PROBLEM STATEMENT
Set every line of the listing down again, keeping it identical.

#### PROVIDED DATA

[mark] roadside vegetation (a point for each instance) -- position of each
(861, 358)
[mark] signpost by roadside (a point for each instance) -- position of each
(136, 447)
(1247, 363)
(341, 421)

########

OUTPUT BELOW
[mark] roadside vegetation (a point for each instance) -- position of each
(861, 358)
[mark] signpost by roadside (a point for each instance) -- position of each
(136, 447)
(1247, 363)
(341, 421)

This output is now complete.